Excerpt to read:
□ □ □ □
Calgary officials assess city’s response to pandemic year after 1st case

Just one week after Alberta reported its first case of COVID-19 on March 5, 2020, Calgary Mayor Naheed Nenshi took to the podium to announce the city would invoke its municipal emergency plan.

“This is going to get worse. There will certainly be more cases, and we will certainly have serious cases,” Nenshi said at the time.

One year later, Calgary has seen more than 500 deaths from COVID-19.

Nenshi said at the time the first presumptive case was announced, he was in India with a local delegation to seek out economic opportunities.

“We had a press conference [when I got back], and I was asked, ‘What do you think about this virus?'” Nenshi said. “And I said, ‘You know what, we probably shouldn’t be shaking hands anymore.'”

Soon after, the NBA and NHL sports leagues cancelled their seasons, and city staff were sent home and told that they should be prepared to work from home.

“And we signed our second-ever state of [local] emergency,” Nenshi said. “That [all] happened in five days.”

WATCH | Calgary officials look back on the past year as the city responded to the COVID-19 pandemic:

Calgary, it’s been a rough year. See what our city’s top officials thought of the past 12 months living in a pandemic. 4:11

Sue Henry, the head of the Calgary Emergency Management Agency, said the city’s preparations for a pandemic paid off — but it remains a disaster like none ever faced in the city.
□ □ □ □
Recorded information:
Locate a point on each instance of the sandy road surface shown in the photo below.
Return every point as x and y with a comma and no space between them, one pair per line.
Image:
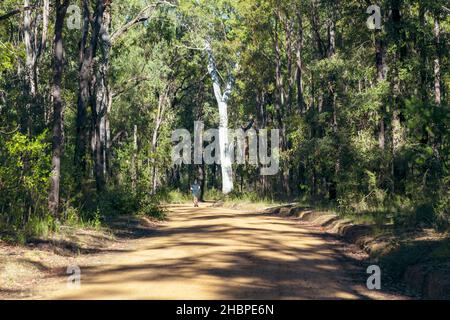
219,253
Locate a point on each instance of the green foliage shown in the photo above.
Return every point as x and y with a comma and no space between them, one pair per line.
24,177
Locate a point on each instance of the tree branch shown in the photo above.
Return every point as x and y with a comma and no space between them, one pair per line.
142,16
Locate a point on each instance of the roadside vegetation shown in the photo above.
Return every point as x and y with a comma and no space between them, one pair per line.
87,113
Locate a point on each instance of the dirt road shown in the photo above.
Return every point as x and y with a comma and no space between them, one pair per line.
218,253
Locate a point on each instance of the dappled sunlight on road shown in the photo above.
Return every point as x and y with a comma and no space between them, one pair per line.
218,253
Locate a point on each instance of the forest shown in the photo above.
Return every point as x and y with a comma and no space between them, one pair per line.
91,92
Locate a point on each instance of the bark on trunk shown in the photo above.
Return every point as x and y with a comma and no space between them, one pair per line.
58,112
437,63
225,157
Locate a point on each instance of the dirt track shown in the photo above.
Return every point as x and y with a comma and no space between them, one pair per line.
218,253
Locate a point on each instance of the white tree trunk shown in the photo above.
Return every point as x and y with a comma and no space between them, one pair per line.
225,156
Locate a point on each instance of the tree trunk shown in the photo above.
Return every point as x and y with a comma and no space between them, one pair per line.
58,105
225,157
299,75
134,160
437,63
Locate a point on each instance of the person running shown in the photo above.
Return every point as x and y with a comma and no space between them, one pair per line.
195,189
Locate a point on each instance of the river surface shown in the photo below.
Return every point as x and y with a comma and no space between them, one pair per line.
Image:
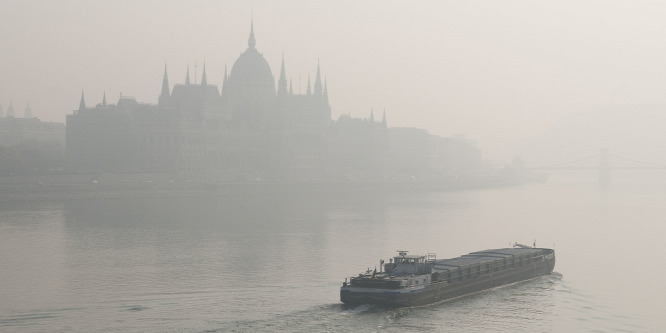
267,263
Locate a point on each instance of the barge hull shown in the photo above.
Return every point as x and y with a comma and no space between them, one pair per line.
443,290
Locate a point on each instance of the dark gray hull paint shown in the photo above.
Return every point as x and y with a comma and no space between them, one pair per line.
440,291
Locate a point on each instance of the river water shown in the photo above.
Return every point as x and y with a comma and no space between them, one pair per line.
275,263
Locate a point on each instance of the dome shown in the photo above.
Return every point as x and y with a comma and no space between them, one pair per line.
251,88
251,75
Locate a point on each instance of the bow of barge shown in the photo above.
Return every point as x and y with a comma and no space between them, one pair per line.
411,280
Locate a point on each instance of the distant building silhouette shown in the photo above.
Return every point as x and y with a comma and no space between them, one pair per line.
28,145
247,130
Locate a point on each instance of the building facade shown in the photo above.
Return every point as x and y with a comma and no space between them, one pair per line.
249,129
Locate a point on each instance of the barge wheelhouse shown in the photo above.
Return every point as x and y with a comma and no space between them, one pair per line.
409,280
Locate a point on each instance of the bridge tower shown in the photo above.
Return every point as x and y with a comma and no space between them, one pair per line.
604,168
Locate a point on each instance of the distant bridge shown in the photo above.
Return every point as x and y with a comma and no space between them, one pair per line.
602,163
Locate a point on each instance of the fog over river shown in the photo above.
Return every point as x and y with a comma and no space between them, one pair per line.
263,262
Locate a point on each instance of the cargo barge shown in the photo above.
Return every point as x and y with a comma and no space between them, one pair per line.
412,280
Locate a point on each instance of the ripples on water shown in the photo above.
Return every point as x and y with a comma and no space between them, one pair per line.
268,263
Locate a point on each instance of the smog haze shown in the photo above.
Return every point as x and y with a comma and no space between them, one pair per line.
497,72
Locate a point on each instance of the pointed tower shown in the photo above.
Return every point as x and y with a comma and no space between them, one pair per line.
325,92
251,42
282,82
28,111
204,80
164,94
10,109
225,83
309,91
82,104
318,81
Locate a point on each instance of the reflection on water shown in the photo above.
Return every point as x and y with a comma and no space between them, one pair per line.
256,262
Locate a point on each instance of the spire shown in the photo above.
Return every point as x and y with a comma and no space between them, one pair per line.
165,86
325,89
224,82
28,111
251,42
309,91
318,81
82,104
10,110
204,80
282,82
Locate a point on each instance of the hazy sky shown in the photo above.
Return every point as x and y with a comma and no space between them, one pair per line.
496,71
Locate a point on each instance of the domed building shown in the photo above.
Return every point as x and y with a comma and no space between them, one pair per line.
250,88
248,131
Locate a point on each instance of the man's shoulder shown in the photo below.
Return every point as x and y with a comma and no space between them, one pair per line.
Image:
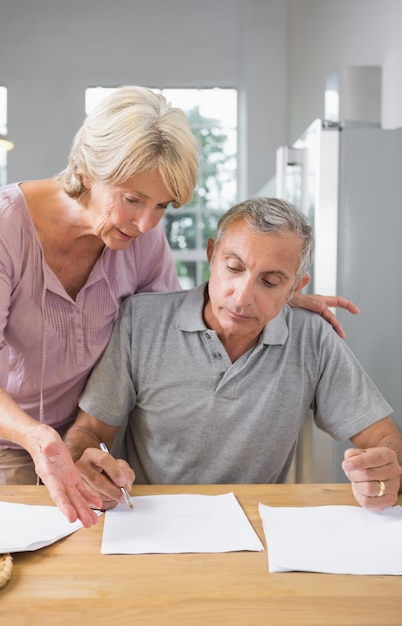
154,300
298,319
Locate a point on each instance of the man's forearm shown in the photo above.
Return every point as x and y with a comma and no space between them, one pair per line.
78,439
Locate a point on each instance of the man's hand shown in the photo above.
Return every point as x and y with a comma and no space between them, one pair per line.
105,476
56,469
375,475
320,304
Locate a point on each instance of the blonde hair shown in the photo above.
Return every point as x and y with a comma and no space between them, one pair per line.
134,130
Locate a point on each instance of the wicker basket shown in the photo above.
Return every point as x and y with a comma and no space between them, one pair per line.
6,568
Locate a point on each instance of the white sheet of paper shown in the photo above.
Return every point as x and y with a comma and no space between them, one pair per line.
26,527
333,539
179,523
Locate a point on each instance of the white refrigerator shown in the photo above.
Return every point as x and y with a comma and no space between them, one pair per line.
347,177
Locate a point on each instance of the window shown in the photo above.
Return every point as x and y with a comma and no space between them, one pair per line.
□ □ □ □
Exercise instructions:
#1 Pull out the passage of the article on Calgary's pandemic response from "Just one week" up to and including "deaths from COVID-19.".
#2 List every place named in the article on Calgary's pandemic response.
The records are separate material, unrelated to the article on Calgary's pandemic response.

Task responses:
#1
Just one week after Alberta reported its first case of COVID-19 on March 5, 2020, Calgary Mayor Naheed Nenshi took to the podium to announce the city would invoke its municipal emergency plan.

“This is going to get worse. There will certainly be more cases, and we will certainly have serious cases,” Nenshi said at the time.

One year later, Calgary has seen more than 500 deaths from COVID-19.

#2 Alberta, Calgary, India